### The exercise
Restate the whole listing exactly.

======== Stored data ========

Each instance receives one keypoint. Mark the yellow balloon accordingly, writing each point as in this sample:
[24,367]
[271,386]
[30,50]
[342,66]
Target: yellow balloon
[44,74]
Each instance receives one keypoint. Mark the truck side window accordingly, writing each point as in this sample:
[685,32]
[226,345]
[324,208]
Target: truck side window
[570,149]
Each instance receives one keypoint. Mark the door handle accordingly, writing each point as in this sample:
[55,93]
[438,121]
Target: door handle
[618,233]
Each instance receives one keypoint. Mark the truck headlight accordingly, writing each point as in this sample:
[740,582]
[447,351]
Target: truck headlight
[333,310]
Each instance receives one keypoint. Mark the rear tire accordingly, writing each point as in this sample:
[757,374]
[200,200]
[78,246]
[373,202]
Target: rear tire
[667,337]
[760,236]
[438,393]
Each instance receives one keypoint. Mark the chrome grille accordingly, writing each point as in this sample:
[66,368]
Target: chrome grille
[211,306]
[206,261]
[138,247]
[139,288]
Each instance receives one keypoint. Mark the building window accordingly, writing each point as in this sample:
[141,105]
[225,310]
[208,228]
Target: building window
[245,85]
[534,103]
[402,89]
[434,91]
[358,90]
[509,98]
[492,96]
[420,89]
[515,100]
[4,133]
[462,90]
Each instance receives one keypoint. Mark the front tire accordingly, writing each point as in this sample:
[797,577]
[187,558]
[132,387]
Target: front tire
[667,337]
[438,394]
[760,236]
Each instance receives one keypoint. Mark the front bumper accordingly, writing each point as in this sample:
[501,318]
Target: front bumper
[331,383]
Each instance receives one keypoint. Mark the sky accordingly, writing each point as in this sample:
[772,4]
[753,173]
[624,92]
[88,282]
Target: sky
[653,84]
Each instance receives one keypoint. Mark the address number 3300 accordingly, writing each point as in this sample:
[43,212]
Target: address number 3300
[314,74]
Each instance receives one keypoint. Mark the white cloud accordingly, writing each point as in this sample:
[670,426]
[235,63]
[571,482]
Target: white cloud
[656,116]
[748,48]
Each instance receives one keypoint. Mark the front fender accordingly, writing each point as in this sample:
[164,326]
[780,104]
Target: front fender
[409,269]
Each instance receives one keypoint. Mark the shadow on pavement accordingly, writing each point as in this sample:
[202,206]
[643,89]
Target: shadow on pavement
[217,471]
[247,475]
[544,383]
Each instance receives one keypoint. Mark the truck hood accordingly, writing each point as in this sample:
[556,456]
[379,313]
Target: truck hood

========

### Exercise output
Each instance receives one keypoint. Mark the yellow balloon accordingly, writing each point as in this sample:
[24,367]
[271,386]
[30,50]
[342,66]
Target: yellow balloon
[44,74]
Each instance receives one keypoint. Mark the truck side window accordingly, writing each point as in this sample:
[685,32]
[226,345]
[324,208]
Target: truck side window
[570,149]
Each instance receives one keypoint. Mark the door handle accordingly, writing each point as in this sample:
[55,93]
[438,121]
Target: door handle
[618,233]
Each instance receives one keypoint. Mark the truck headlight accordingly, writing each point as in this sample:
[740,582]
[447,351]
Target: truck headlight
[333,310]
Each instance receives one keypoint. Mark the rear tire accordingly, writing each point as in this sample:
[757,374]
[200,200]
[78,246]
[373,202]
Target: rear tire
[667,337]
[760,236]
[438,393]
Each instance receives one keypoint. Mark the chrome grille accordingly, writing each point as in this sample:
[66,368]
Target: chrome grille
[211,306]
[206,261]
[138,247]
[139,288]
Each instance receives one keypoint. Mark the building window accordingly, writing each point as in this sample:
[141,105]
[225,310]
[208,228]
Target: building window
[245,85]
[534,103]
[402,89]
[434,91]
[358,90]
[509,98]
[492,96]
[420,89]
[515,100]
[4,133]
[462,90]
Each instance receives one keypoint. Mark the front tire accordingly, writing each point as in this sample:
[797,577]
[187,558]
[132,387]
Target: front tire
[667,337]
[438,394]
[760,236]
Each instance receives one keypoint. Mark the front bumper accordingly, writing each point as in this sample:
[501,318]
Target: front bumper
[331,383]
Each instance receives one keypoint. Mark the sky accordingly, writing each point as in this sample:
[772,4]
[753,173]
[624,92]
[88,282]
Target: sky
[653,84]
Each instance receives one keypoint. Mark the address number 3300 accordingly, writing each point as in this sample:
[43,212]
Target: address number 3300
[314,74]
Each instance receives one keypoint. Mark the white cloud accordingly, writing each point as in this sample:
[670,426]
[235,63]
[571,482]
Target: white cloud
[656,116]
[748,48]
Each instance receives one keypoint. Mark the front fender accordingly, writing each point as in this sample:
[164,326]
[780,104]
Target: front fender
[409,269]
Each instance receives one keypoint. Mark the shadow on pavement accordingly, writing each point as in this sample:
[202,206]
[643,89]
Target: shadow on pavement
[217,471]
[247,475]
[544,383]
Each instance receives one keypoint. Mark the truck hood accordingly, writing each point as in this sample:
[556,456]
[379,313]
Target: truck hood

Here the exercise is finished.